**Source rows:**
-- Begin --
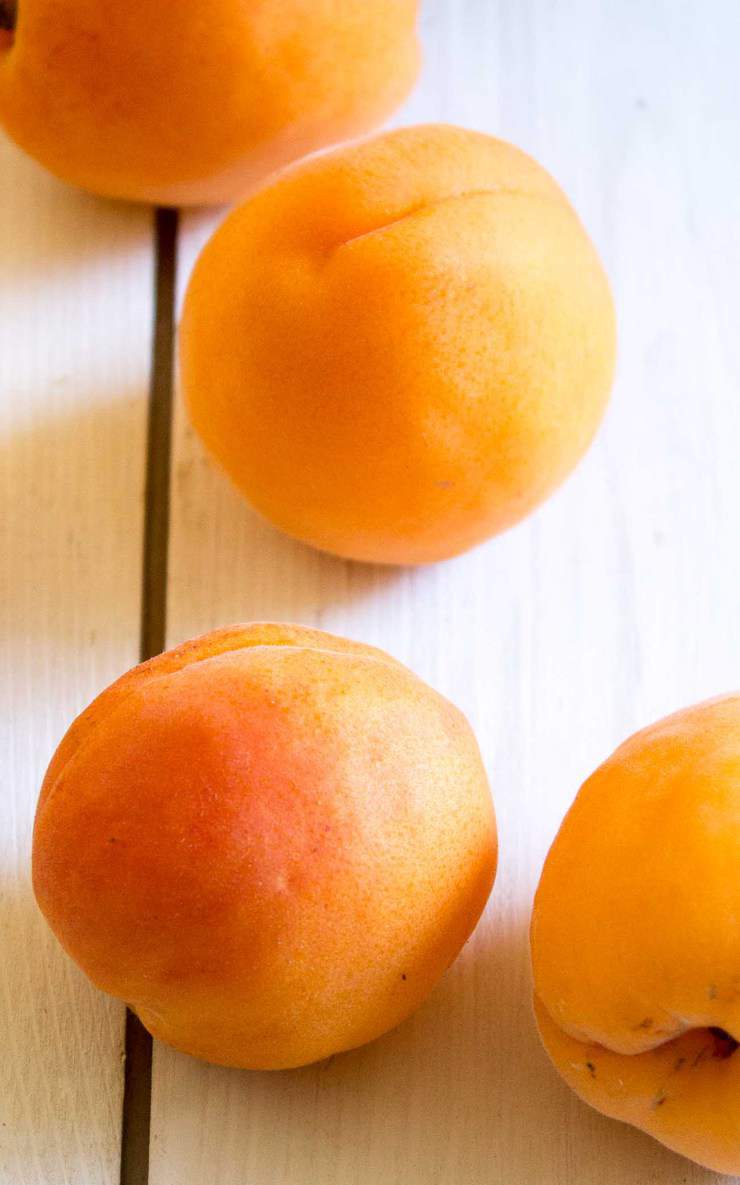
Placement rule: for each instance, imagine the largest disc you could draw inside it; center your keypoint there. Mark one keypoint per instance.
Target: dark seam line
(138, 1062)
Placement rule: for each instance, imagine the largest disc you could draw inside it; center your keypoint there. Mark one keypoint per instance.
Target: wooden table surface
(616, 603)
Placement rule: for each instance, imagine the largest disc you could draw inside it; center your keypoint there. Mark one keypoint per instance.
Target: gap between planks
(138, 1064)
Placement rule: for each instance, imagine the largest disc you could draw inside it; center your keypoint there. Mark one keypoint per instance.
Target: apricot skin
(636, 936)
(186, 103)
(269, 841)
(402, 347)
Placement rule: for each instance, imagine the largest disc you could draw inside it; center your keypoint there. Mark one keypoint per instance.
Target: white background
(616, 603)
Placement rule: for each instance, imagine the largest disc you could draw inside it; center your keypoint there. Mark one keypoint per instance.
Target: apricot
(402, 347)
(269, 841)
(189, 102)
(636, 936)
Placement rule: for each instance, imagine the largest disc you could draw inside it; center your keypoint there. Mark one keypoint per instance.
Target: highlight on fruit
(636, 936)
(402, 347)
(269, 841)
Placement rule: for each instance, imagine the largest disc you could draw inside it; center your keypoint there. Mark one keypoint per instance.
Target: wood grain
(75, 327)
(612, 606)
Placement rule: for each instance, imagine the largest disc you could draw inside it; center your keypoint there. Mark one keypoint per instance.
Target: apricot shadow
(62, 1044)
(463, 1091)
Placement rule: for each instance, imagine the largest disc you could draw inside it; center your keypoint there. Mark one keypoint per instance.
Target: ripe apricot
(400, 348)
(636, 936)
(185, 102)
(269, 841)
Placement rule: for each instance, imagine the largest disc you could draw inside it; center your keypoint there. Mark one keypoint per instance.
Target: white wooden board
(75, 324)
(612, 606)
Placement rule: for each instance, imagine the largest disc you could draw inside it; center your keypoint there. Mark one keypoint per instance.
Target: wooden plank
(613, 604)
(75, 339)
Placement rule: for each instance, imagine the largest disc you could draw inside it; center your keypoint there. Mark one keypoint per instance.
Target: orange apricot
(187, 102)
(402, 347)
(270, 841)
(636, 936)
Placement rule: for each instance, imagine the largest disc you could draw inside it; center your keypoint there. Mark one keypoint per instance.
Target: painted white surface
(75, 324)
(612, 606)
(616, 603)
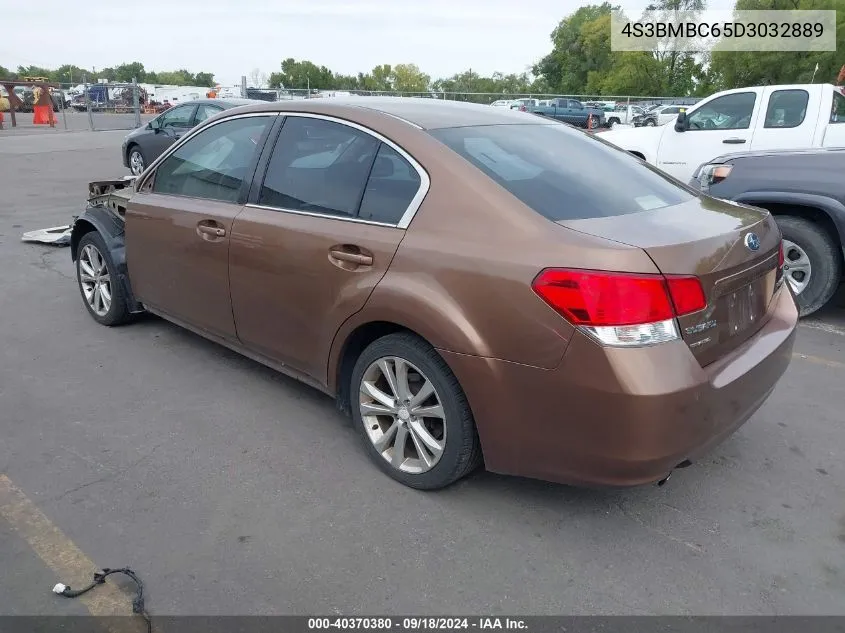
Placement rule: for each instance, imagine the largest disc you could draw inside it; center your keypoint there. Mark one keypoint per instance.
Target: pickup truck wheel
(812, 263)
(99, 283)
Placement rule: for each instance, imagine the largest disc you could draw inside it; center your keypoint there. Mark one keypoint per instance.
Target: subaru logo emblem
(752, 242)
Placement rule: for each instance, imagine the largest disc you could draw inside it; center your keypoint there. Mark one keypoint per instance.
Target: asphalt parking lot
(233, 490)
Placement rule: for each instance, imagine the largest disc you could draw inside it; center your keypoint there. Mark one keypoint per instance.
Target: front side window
(319, 166)
(215, 163)
(787, 108)
(837, 112)
(562, 173)
(729, 112)
(180, 116)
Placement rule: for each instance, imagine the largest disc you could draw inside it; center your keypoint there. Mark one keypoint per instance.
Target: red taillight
(600, 299)
(687, 294)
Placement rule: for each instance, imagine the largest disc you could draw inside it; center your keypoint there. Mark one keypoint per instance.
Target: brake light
(621, 308)
(687, 294)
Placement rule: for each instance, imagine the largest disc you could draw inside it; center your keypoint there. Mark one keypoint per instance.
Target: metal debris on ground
(57, 236)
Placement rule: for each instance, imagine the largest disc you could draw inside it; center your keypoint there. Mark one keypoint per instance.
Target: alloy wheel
(95, 280)
(402, 414)
(797, 267)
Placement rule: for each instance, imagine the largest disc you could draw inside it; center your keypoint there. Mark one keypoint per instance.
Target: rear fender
(111, 229)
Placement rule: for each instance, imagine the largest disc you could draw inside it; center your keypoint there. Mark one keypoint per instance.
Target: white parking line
(824, 327)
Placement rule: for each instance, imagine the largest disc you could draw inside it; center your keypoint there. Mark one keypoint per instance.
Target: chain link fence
(126, 106)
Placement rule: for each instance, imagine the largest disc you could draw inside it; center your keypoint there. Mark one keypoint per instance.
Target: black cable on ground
(99, 579)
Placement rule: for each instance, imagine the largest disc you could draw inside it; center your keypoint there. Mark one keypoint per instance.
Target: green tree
(126, 72)
(409, 78)
(34, 71)
(302, 74)
(736, 69)
(204, 79)
(567, 67)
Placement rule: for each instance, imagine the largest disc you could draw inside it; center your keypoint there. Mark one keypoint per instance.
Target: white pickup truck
(743, 119)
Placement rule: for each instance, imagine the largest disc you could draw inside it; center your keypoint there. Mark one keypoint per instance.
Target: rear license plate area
(745, 307)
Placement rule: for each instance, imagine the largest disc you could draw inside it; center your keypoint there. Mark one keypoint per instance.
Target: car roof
(424, 113)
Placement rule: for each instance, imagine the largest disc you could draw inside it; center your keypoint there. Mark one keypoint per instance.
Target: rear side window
(214, 163)
(318, 166)
(728, 112)
(787, 108)
(392, 186)
(562, 173)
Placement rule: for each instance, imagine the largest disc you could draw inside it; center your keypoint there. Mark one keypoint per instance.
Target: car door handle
(352, 258)
(214, 231)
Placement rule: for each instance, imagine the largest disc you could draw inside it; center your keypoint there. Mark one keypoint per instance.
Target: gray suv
(143, 145)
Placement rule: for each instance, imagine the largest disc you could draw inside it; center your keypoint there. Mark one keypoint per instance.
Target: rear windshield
(562, 173)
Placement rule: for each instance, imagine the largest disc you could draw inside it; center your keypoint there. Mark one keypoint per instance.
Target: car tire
(452, 427)
(135, 154)
(92, 256)
(824, 258)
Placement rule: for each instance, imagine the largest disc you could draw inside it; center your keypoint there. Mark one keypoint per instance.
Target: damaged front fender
(105, 213)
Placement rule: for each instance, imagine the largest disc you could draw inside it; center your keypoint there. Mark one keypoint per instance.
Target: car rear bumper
(621, 417)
-- End --
**WHAT YOU ARE ASKED TO DO:** Give back every one of the rows above word for word, leaving out the pictures.

**RESULT FOR THIS EXERCISE:**
Placement rule: for each instance, imagine the largest disc you could draw inside it; center your keypoint there. Mark one keypoint per instance.
Target: dark seam line
(138, 1062)
Placement rule: for each instance, imagine the largest disc you could draw inside it; center your keypoint there. Mark one keypoint per instance.
Target: wooden table surface
(616, 603)
Placement rule: for each instance, imagine the largest disc you could draw inside it; center your keypoint there. Mark one keypoint per instance.
Target: gap between planks
(138, 1064)
Placement rule: for each instance, imagine the largest disc you could draw inside it; center your keypoint there. Mark one keypoint per instance.
Target: apricot skin
(636, 936)
(186, 103)
(269, 841)
(402, 347)
Placement rule: for each instance, imagine the largest disc you could draw inside it; center your keypoint there. Mark one keypoint per instance.
Target: white background
(616, 603)
Placement rule: for each instance, imagine the largest disc you could draw inside it; center your keypoint there. Mark one keypoint per instance.
Target: apricot
(402, 347)
(269, 841)
(189, 102)
(636, 936)
Placement rule: for each instance, imagine the largest disc you could draw inside it; center your keypoint there. Mark one keypoint per instance.
Target: highlight on fruit
(636, 936)
(402, 347)
(269, 841)
Placement rule: for each instance, imagine the largest disc you could draw inside it; center your keypoint there. Mark one keypoint per instance.
Target: wood grain
(75, 327)
(612, 606)
Placement rule: for each instance, imagine the largest disc you could draw inside it; center your keypoint there. Mark one keypoint per instance.
Target: apricot shadow
(62, 1044)
(463, 1091)
Placement rule: for each instance, imagine the largest disc you could draw inside it; center your keypoint there. Mark one keypoint per instance.
Target: ripe apricot
(400, 348)
(636, 936)
(185, 102)
(269, 841)
Placement rule: for each instance, imagine the largest disc you could draw inside it; center your keypoint there. Mark one keypoint per instance.
Target: white wooden board
(75, 324)
(612, 606)
Placement rule: for each instance, imagine the largest disc you could draw inside it; center your keypoint there. Mark one keypoint per instance.
Target: wooden plank
(613, 604)
(75, 339)
Placement rule: for each instance, imagine the largest disc you could draw inside it; center your keypoint there. Mark one keypoint per instance.
Target: orange apricot
(187, 102)
(402, 347)
(270, 841)
(636, 936)
Placement rule: for each instance, imagine the largest disc you could draw inside it; center your keypoint there. Mark one keypoint per instance.
Target: painted white surface
(75, 324)
(612, 606)
(616, 603)
Placement rule: for each instance, imagine the largest disc you could draw inside it; center your keypoint there. Mark one keypoint per instance.
Target: pickup truck wheel
(812, 263)
(99, 283)
Placement rule: for each instance, imagine the largest disc you could draw inside it; center your keypoint there. Mark one keypoint per instance.
Target: subaru logo emblem
(752, 242)
Placement rule: for each instance, imagine the largest disc you could draw inside it; center your keypoint there. Mark one keypoint per instance.
Target: asphalt parking lot
(233, 490)
Placement rule: for each instance, imagine the largest disc you could draw inside it; center your keypoint there. Mark one keypoint per instance.
Target: front side window
(319, 166)
(215, 163)
(787, 108)
(837, 112)
(562, 173)
(729, 112)
(180, 116)
Placement rule: for each instance, imagine the largest disc you could draw inside it; center your keypoint there. Mark one keypoint per instance.
Target: red taillight
(600, 299)
(687, 294)
Placement rule: for each instance, imagine the largest disc you could draw inside it; center your keypoint there. Mark one keypoint per instance.
Target: brake light
(621, 308)
(687, 294)
Placement rule: for each instance, imagine the largest disc you could draw inside it; center your keypoint there. Mark one keypoint per instance.
Target: metal debris on ground
(57, 236)
Placement rule: for each instance, imagine the largest disc you could draw inside it; center your keypoint there. Mark one keypoint per instance.
Target: alloy wheel
(95, 280)
(402, 414)
(797, 267)
Placement rule: for each instance, imagine the largest disc you could draw inside it; center your keypoint there. Mark one keypoint per instance.
Target: rear fender
(111, 229)
Placement rule: for each instance, imagine the largest disc you could draw inside it; center your keypoint there. Mark one keypoint per instance.
Target: white parking line
(824, 327)
Placement rule: for each instance, imagine the largest disc you could draw inside it; center your keypoint there. Mark one keypoint per instance.
Target: chain link fence
(126, 106)
Placement rule: for each instance, imagine the largest disc you could draw inside it; center your keypoint there. Mark one keypoint per instance.
Target: black cable on ground
(99, 579)
Placement rule: for each instance, imagine the largest disc you could draw inside it; center your keypoint there. Mark one keypoint per instance.
Target: green tree
(126, 72)
(409, 78)
(34, 71)
(302, 74)
(736, 69)
(204, 79)
(567, 67)
Placement rule: for each instance, imagine the largest disc you could draw inside it; center your keypoint there. Mark one keypoint per instance.
Target: white pickup truck
(743, 119)
Placement rule: for each instance, imagine the largest disc you could draw inside it; center your keypoint there. Mark one keypoint per instance.
Target: rear license plate area
(745, 307)
Placement rule: for each instance, imagine the largest disc you could draw inside it; center your keypoint there. Mark one keypoint per instance.
Target: car roof
(424, 113)
Placement rule: for each instance, imagine the largest disc you could draw inside it; center your keypoint there. Mark one keypoint per instance.
Target: rear side window
(214, 163)
(318, 166)
(728, 112)
(787, 108)
(392, 186)
(562, 173)
Placement rule: for each instance, imagine the largest disc you could draw inside it; center your keypoint there. Mark one keypoint per instance.
Target: car door handle
(352, 258)
(214, 231)
Placement rule: for each instance, imagine the largest disc you could draw inside it; center your keypoint there. Mark one keypoint per instance.
Target: gray suv
(143, 145)
Placement rule: for each instance, imagine the largest disc you could draw inside it; center your keypoint there. Mark one keypoint per instance.
Target: rear windshield
(562, 173)
Placement rule: for each instance, imagine the largest disc you could draw inside it; center your keypoint there. Mark one keypoint per instance.
Target: car tire
(452, 427)
(135, 154)
(92, 256)
(824, 258)
Placement rule: for each instance, imagine the largest disc you could draw inside it; center your keypoint there. Mark one keypoint per instance.
Target: damaged front fender
(105, 213)
Placement rule: for each instance, imagine the largest disc you could draw inside it; center your keypoint there. Mark one keypoint per instance.
Target: car rear bumper
(621, 417)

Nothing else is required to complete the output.